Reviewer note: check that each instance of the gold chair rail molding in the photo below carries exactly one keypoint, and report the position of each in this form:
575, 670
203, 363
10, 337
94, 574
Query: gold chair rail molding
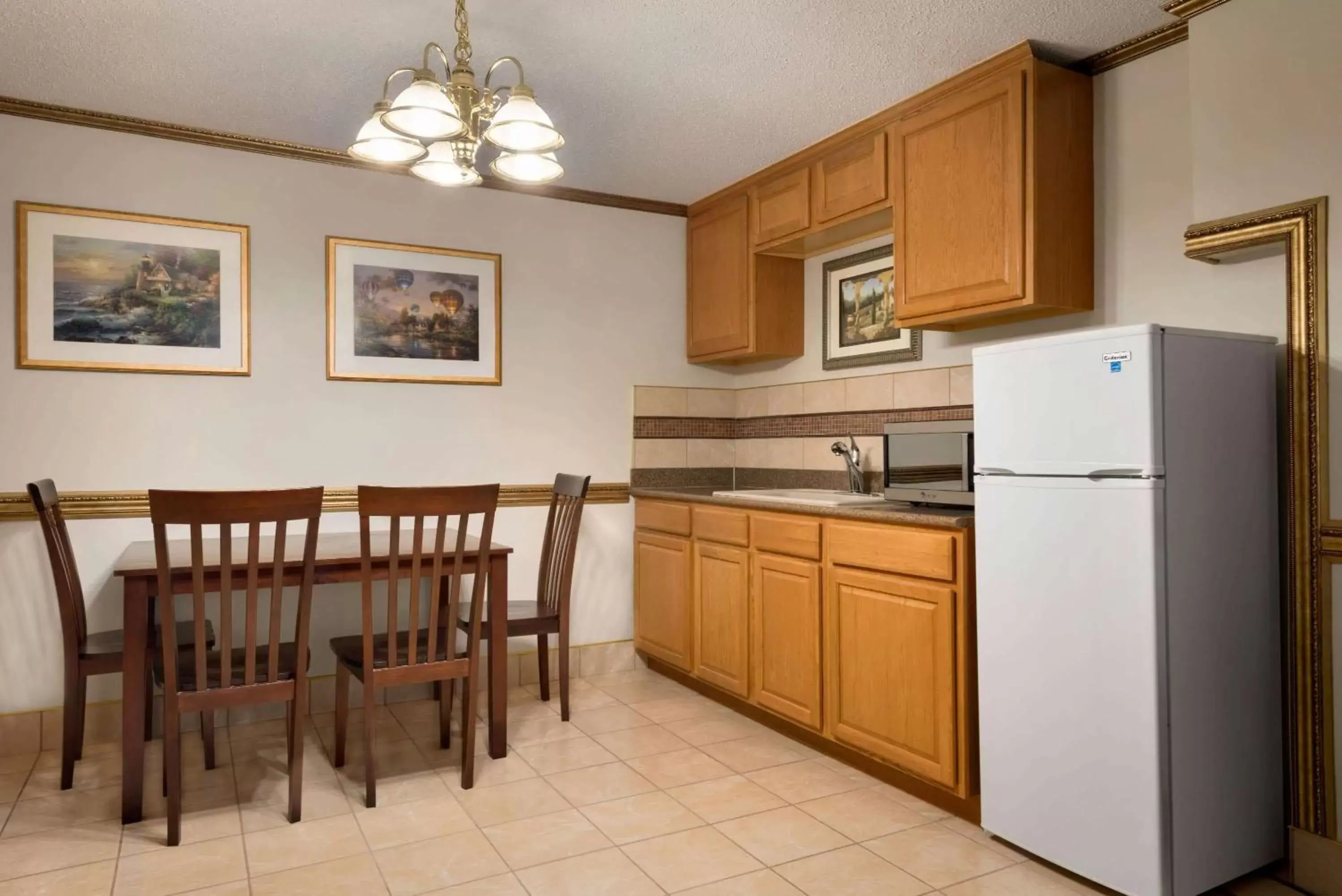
113, 505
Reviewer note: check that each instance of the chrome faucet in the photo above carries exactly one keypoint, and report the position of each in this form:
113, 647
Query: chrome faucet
853, 459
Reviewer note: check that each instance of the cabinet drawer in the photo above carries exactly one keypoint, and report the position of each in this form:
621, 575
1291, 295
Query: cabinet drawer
720, 525
894, 549
662, 517
792, 536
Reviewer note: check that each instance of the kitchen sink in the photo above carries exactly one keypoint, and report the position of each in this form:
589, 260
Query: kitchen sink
816, 497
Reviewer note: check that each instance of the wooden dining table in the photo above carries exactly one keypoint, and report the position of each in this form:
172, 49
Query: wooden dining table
339, 560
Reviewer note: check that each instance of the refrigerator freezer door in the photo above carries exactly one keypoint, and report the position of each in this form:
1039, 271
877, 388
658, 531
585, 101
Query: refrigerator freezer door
1071, 407
1070, 674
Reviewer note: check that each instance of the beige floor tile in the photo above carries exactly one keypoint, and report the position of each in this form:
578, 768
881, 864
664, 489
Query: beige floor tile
498, 886
545, 839
714, 729
641, 742
937, 856
565, 756
410, 821
851, 872
752, 754
606, 719
604, 874
59, 848
757, 883
82, 880
679, 768
1018, 880
863, 815
513, 801
651, 815
681, 709
802, 781
599, 784
306, 843
68, 808
781, 835
489, 773
352, 876
182, 870
690, 859
434, 864
722, 799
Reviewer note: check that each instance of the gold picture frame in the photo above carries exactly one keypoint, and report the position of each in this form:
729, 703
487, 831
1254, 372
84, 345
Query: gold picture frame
486, 267
30, 274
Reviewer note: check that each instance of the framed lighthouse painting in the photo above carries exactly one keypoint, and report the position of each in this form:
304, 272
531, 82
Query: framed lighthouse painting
100, 290
412, 313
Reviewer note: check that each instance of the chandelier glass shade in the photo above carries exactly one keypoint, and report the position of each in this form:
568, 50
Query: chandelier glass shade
438, 127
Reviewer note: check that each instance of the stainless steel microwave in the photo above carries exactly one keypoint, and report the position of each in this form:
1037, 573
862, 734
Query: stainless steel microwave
930, 463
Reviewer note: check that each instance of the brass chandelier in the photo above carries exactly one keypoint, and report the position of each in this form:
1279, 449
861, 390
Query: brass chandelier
438, 128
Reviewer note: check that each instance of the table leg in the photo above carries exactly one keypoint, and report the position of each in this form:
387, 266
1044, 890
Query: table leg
135, 628
498, 656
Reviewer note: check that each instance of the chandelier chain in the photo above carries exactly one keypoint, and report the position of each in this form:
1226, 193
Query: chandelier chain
463, 35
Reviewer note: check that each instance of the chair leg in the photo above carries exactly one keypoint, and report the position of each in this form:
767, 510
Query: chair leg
543, 658
207, 735
72, 733
341, 711
172, 772
564, 674
369, 741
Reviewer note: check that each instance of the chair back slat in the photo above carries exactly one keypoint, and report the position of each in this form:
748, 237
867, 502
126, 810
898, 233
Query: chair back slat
561, 541
223, 510
441, 503
74, 627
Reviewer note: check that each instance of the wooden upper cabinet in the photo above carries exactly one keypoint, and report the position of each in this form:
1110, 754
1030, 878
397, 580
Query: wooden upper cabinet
781, 207
663, 607
850, 179
892, 671
718, 250
960, 202
722, 616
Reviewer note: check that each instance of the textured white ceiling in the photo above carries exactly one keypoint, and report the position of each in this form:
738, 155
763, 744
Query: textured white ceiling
666, 100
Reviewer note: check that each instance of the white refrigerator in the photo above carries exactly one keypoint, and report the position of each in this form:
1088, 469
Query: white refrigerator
1129, 604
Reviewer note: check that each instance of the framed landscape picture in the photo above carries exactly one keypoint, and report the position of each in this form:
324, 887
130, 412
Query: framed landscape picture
858, 320
412, 313
104, 290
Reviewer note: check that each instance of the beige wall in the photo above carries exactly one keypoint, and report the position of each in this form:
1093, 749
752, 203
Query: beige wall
594, 301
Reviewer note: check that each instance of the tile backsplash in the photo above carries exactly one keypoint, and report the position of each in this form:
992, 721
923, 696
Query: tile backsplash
781, 436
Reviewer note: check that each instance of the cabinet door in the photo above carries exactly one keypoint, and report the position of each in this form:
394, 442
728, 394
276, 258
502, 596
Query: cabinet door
718, 308
663, 609
787, 638
959, 183
890, 674
781, 206
851, 178
722, 616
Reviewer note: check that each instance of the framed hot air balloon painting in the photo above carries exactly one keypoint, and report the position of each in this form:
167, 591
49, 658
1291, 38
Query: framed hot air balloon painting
412, 313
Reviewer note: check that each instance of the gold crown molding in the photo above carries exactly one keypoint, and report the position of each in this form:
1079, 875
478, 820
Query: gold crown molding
1185, 10
125, 505
1136, 49
1313, 541
225, 140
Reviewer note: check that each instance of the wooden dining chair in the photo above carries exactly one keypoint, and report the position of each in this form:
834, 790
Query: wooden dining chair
90, 654
255, 672
402, 656
549, 612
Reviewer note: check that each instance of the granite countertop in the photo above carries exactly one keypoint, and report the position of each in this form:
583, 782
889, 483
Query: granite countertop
892, 511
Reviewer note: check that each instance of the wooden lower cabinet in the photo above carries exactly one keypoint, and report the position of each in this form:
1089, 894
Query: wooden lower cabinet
663, 608
892, 670
786, 632
722, 616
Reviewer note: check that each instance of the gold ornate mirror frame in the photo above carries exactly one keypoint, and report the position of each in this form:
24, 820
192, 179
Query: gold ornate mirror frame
1313, 538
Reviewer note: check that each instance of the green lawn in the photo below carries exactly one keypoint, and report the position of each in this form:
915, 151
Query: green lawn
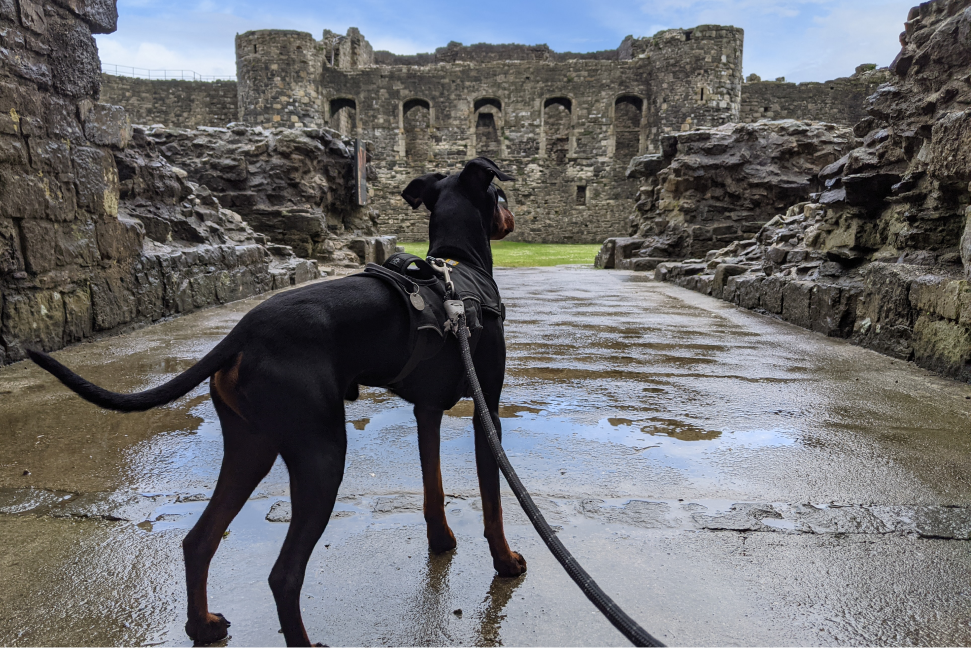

==============================

GIVEN REQUEST: Can you switch "green lawn" to "grassy yard" in the lines starting with the one containing "Reviewer note: check that each instance of the green" and continuing through the end of the material, changing nothing else and leaving the picture out of your answer?

OUTPUT FOR THIS EXERCISE:
Reviewer note: check that each instance of the grassy yard in the photo below carries exactly one keypoint, and report the position of each in this form:
915, 151
Query: grassy yard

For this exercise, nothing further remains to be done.